EXERCISE GOAL – Show each line of the material below that contains the string "hand", reproducing every such line in full.

——

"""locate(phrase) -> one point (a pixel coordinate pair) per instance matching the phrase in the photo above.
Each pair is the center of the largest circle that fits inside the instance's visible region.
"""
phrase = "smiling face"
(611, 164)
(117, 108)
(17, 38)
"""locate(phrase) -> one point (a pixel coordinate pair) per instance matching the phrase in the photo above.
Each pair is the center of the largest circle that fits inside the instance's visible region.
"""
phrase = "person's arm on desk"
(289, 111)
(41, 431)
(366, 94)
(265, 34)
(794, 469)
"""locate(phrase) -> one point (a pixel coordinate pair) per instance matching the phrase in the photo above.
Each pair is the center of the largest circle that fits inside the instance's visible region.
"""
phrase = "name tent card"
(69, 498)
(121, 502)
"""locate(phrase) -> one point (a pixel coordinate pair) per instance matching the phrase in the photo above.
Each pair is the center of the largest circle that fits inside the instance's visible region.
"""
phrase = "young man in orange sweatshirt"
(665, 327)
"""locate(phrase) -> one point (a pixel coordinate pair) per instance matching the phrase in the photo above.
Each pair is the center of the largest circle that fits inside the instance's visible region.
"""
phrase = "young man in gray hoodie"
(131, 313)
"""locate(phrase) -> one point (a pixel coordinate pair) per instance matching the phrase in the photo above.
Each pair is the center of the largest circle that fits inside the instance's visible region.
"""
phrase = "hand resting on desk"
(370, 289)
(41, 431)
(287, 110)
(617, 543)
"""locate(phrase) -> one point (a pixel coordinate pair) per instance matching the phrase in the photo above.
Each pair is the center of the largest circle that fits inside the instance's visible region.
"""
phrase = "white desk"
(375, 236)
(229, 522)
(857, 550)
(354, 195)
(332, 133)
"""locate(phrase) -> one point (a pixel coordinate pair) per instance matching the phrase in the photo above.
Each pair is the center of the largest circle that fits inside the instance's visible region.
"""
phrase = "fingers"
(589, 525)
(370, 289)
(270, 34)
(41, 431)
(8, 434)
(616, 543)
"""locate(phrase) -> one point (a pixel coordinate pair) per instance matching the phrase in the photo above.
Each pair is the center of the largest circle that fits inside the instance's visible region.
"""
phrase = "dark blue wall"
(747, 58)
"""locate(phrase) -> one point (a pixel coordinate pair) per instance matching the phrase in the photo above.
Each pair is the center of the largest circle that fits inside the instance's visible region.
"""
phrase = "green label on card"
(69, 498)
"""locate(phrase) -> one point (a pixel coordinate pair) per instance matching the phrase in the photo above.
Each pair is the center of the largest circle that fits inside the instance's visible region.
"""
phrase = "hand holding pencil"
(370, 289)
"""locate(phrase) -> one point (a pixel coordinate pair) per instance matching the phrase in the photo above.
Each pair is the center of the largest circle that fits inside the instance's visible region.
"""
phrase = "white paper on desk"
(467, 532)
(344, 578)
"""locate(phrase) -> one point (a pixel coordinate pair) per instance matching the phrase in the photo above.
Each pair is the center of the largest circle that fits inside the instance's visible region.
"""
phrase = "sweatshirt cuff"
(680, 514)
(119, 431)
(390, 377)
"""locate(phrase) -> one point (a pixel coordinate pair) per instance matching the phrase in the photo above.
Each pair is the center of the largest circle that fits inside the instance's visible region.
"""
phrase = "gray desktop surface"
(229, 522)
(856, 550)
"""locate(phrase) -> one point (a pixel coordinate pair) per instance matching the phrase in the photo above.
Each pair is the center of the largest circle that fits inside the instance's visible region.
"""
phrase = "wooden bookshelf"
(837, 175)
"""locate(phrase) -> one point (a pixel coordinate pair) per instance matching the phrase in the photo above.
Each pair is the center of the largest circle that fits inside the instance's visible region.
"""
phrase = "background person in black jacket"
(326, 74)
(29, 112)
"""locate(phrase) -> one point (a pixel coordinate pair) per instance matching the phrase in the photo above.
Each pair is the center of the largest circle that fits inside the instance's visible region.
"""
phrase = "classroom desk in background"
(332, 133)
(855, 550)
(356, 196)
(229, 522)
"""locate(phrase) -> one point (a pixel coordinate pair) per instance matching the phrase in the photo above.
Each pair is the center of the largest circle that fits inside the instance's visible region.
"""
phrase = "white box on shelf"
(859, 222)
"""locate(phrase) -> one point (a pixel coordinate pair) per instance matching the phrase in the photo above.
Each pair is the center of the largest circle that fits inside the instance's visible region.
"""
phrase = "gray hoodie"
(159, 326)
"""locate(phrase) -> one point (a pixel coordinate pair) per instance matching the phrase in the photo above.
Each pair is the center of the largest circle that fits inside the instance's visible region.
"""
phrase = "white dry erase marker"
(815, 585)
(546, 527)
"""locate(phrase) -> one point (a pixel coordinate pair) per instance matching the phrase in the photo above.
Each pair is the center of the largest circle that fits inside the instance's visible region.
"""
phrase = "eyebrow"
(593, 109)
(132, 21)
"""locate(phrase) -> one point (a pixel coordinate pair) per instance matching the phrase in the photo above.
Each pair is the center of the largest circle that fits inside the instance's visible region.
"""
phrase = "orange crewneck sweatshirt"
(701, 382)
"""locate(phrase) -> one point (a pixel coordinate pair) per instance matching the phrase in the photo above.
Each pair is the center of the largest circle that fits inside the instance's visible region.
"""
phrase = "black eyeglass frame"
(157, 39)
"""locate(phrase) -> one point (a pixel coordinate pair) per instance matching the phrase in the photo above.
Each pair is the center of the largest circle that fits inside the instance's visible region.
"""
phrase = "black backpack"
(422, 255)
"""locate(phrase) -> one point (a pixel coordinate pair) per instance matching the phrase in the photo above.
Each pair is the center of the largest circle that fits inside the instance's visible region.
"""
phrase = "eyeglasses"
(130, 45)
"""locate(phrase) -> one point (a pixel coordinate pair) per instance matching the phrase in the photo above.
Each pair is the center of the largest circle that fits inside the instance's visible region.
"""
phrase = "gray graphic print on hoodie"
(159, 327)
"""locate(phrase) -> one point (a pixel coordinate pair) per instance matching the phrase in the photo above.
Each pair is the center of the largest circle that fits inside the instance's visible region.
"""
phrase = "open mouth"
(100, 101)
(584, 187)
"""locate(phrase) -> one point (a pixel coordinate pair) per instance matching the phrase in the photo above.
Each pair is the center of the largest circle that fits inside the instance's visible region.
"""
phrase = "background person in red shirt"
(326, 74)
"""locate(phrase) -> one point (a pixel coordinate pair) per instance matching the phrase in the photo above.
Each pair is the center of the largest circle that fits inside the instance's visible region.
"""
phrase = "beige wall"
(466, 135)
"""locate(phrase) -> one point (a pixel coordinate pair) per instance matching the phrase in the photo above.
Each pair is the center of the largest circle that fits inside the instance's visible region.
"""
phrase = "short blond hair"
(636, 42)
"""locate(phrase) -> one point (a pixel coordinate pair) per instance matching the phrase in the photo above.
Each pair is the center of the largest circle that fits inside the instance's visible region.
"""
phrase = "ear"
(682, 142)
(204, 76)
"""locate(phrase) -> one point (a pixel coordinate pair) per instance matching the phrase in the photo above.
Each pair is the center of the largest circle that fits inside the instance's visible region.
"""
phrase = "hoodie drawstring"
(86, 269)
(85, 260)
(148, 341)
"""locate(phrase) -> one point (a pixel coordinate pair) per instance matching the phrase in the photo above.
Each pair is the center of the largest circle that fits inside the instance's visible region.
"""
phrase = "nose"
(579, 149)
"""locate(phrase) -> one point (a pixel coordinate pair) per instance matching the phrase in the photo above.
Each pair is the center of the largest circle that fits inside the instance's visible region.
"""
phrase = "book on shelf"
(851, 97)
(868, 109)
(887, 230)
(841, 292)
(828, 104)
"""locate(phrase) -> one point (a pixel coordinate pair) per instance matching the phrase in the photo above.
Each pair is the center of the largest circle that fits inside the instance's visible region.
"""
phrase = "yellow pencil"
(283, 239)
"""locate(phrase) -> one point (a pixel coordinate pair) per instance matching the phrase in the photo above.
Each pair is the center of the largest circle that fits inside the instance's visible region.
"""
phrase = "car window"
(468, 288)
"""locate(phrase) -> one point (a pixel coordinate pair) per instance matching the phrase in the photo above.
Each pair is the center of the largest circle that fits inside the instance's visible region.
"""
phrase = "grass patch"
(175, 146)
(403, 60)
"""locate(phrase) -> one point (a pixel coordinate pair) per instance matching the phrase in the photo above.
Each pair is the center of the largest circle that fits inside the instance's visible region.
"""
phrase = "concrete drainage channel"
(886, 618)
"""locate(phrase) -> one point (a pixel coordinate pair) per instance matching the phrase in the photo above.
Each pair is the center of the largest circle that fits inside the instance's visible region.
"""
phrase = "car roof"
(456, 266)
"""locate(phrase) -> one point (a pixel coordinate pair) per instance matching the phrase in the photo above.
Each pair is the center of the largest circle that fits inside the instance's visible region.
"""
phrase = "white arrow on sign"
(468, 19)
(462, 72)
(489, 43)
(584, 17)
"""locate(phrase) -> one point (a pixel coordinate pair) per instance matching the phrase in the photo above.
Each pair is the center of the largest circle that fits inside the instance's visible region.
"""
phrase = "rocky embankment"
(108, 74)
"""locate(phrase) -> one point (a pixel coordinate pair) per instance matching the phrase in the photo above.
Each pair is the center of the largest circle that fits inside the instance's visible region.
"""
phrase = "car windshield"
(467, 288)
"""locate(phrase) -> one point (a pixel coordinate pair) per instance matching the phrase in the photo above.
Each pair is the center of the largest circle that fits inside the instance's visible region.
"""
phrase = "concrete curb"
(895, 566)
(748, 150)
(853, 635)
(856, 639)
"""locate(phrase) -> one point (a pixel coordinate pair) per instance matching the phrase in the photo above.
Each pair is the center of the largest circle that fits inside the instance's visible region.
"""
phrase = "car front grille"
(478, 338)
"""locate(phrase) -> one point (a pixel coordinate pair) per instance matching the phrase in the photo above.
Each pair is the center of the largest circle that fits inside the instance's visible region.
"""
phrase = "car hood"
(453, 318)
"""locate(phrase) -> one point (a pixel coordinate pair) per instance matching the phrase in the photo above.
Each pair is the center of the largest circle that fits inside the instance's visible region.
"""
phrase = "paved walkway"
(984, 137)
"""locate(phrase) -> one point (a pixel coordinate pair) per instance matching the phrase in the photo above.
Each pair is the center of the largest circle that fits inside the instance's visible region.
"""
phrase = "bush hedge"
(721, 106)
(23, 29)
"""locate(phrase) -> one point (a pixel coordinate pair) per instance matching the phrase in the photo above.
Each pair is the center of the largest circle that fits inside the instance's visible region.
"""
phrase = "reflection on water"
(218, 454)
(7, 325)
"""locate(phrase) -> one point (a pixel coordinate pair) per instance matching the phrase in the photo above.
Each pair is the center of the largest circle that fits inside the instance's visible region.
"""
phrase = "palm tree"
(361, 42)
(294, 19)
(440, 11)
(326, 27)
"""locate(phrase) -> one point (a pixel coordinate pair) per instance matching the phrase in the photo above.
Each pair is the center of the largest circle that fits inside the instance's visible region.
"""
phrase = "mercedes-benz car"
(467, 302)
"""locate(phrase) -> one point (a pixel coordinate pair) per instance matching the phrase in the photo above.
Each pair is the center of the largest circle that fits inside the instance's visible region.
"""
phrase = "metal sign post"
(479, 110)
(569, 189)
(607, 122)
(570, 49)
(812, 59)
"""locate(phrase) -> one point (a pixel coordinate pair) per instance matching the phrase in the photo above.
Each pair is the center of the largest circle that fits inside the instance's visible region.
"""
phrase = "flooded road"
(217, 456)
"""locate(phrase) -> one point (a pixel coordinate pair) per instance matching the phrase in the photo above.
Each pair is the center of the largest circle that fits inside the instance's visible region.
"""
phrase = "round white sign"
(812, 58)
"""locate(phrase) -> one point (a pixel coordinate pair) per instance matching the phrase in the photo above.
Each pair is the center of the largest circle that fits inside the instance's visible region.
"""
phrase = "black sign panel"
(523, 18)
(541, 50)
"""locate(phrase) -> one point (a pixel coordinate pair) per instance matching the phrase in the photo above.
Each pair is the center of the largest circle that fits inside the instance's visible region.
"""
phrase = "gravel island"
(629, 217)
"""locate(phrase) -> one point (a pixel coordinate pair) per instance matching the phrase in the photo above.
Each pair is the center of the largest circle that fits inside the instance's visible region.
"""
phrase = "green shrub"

——

WRITTEN ANSWER –
phrase = "hand resting on desk"
phrase = "hand holding pencil"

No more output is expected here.